Pointing records:
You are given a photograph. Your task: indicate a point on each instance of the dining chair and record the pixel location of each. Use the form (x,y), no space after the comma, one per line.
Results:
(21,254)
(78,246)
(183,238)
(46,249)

= Required work =
Write out every line of the material above, changing nothing.

= Answer to this task =
You are given a photograph. Your task: indicate a point on each instance of the dining chair and record the pixel location of each. Use the form (x,y), no space after the comma, one per line.
Results:
(21,254)
(78,246)
(183,238)
(46,249)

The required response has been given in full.